[TESTO FORNITO]:
Penale

Guida in stato di ebbrezza: non serve l’etilometro, bastano l’alito vinoso e gesti autolesionisti

L’imputato è stato condannato alla pena di mesi quattro di arresto e 1.500 euro di ammenda, con sospensione della patente di guida per un anno

di Giampaolo Piagnerelli

La guida in stato di ebbrezza può essere dimostrata anche da alcuni elementi e comportamenti del soggetto incriminato come ad esempio l’alito vinoso e il compimento di gesti autolesionisti. Pertanto secondo la Cassazione (sentenza n. 38177/25) non è necessario l’accertamento del soggetto mediante etilometro per decretarne lo stato di ubriachezza alla guida.

I giudici di merito

Venendo ai fatti - con sentenza del 4 marzo 2025 - la Corte d’Appello di Roma, riducendo la pena per l’incensuratezza dell’imputato, confermava nel resto la sentenza del Tribunale di Roma che aveva dichiarato un soggetto responsabile del reato di cui all’articolo 186 del Dlgs 285/1992, commi 1 e 2, lettera b), per aver circolato sulla pubblica via in stato di ebbrezza in conseguenza dell’uso di bevande alcoliche. L’imputato è stato condannato alla pena di mesi quattro di arresto e 1.500 euro di ammenda, con sospensione della patente di guida per un anno.

[CONSEGNA 1]: Ricopia dall'articolo sulla guida in stato di ebbrezza il passo da "Guida in stato di ebbrezza: non" a "ubriachezza alla guida.".
[CONSEGNA 2]: Scrivi il seguito dell'articolo sulla guida in stato di ebbrezza, riprendendo subito dopo la sua ultima frase.
I dati riportati qui provengono da un'altra fonte.

[VOCI ESTRATTE]:
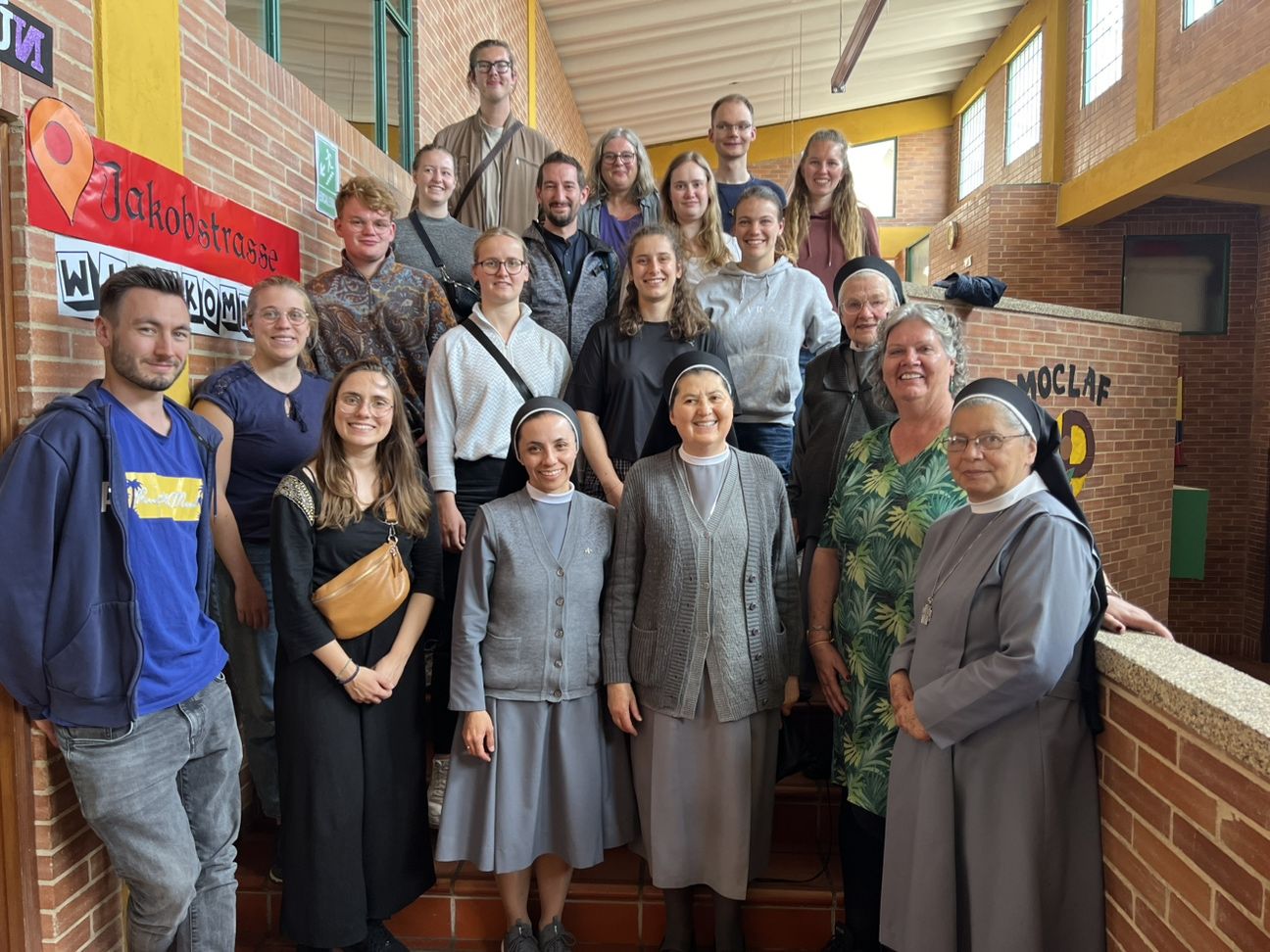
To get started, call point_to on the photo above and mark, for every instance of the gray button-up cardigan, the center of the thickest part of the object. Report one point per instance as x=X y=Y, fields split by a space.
x=648 y=630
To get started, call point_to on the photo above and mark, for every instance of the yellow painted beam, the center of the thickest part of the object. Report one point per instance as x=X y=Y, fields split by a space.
x=1053 y=110
x=531 y=12
x=1147 y=39
x=1227 y=127
x=1012 y=38
x=136 y=65
x=895 y=239
x=786 y=138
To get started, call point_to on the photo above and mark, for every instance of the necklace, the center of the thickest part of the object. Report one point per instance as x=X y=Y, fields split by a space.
x=929 y=607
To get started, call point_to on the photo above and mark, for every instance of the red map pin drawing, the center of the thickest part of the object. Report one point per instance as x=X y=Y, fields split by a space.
x=63 y=151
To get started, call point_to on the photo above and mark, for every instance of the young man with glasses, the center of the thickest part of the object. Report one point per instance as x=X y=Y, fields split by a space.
x=575 y=277
x=503 y=194
x=733 y=132
x=371 y=305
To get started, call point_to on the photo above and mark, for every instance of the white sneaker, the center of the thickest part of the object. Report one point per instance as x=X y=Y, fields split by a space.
x=437 y=788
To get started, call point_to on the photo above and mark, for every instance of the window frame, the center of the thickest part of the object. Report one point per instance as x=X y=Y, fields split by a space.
x=1035 y=50
x=386 y=14
x=1088 y=79
x=981 y=104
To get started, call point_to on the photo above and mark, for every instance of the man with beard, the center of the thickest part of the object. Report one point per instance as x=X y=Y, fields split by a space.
x=574 y=277
x=107 y=499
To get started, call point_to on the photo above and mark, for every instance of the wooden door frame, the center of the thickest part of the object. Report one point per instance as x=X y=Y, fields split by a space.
x=20 y=880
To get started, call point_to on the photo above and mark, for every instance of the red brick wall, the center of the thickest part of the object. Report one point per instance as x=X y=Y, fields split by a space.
x=1185 y=835
x=1194 y=64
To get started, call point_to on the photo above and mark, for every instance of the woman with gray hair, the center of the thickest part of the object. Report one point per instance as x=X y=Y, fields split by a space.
x=893 y=484
x=623 y=196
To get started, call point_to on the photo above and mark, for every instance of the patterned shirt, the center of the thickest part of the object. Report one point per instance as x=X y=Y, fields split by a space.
x=878 y=519
x=398 y=315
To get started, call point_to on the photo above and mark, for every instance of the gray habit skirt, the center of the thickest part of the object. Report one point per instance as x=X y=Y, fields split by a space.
x=559 y=782
x=705 y=792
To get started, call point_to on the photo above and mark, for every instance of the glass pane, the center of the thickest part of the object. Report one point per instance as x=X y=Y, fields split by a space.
x=248 y=16
x=393 y=69
x=329 y=46
x=873 y=171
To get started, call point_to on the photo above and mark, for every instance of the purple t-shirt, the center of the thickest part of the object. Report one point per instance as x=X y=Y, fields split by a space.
x=273 y=433
x=163 y=504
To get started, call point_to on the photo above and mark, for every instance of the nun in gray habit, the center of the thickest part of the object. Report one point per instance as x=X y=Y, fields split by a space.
x=992 y=814
x=702 y=639
x=540 y=777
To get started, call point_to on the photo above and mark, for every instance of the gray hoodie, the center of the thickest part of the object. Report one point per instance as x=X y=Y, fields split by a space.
x=764 y=320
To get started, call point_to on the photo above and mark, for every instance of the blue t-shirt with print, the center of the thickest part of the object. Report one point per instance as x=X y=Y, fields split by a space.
x=166 y=496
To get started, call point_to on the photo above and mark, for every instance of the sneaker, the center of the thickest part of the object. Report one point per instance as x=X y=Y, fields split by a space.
x=519 y=938
x=437 y=788
x=556 y=938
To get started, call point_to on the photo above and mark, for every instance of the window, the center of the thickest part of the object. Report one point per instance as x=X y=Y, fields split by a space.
x=973 y=133
x=873 y=172
x=1103 y=46
x=1022 y=101
x=1179 y=278
x=353 y=54
x=1194 y=9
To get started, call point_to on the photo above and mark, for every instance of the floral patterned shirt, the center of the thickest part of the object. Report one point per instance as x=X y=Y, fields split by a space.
x=878 y=519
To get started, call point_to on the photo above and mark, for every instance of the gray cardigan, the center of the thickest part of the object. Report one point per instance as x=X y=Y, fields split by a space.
x=527 y=626
x=648 y=614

[RISULTATO DELL'ESERCIZIO 1]:
Guida in stato di ebbrezza: non serve l’etilometro, bastano l’alito vinoso e gesti autolesionisti

L’imputato è stato condannato alla pena di mesi quattro di arresto e 1.500 euro di ammenda, con sospensione della patente di guida per un anno

di Giampaolo Piagnerelli

La guida in stato di ebbrezza può essere dimostrata anche da alcuni elementi e comportamenti del soggetto incriminato come ad esempio l’alito vinoso e il compimento di gesti autolesionisti. Pertanto secondo la Cassazione (sentenza n. 38177/25) non è necessario l’accertamento del soggetto mediante etilometro per decretarne lo stato di ubriachezza alla guida.

[RISULTATO DELL'ESERCIZIO 2]:
La vicenda

Nelle sentenze di merito i fatti sono stati ricostruiti nel seguente modo. L’imputato, previa manovra in marcia indietro, aveva posteggiato la propria auto su una parte di marciapiede che aveva impedito il passaggio a un pedone e, alla protesta dello stesso, aveva risposto in modo agitato. Nel frattempo, arrivata la polizia chiamata per la lite, la stessa ha constatato che il soggetto barcollava e aveva l’alito vinoso, muniti di etilometro gli agenti hanno provato a farlo soffiare all’interno del boccaglio, ma per due volte non c’è riuscito, nonostante gli fosse stato spiegato chiaramente come fare. Dopo i due tentativi andati a vuoto si è poi lasciato andare contro il cofano della volante.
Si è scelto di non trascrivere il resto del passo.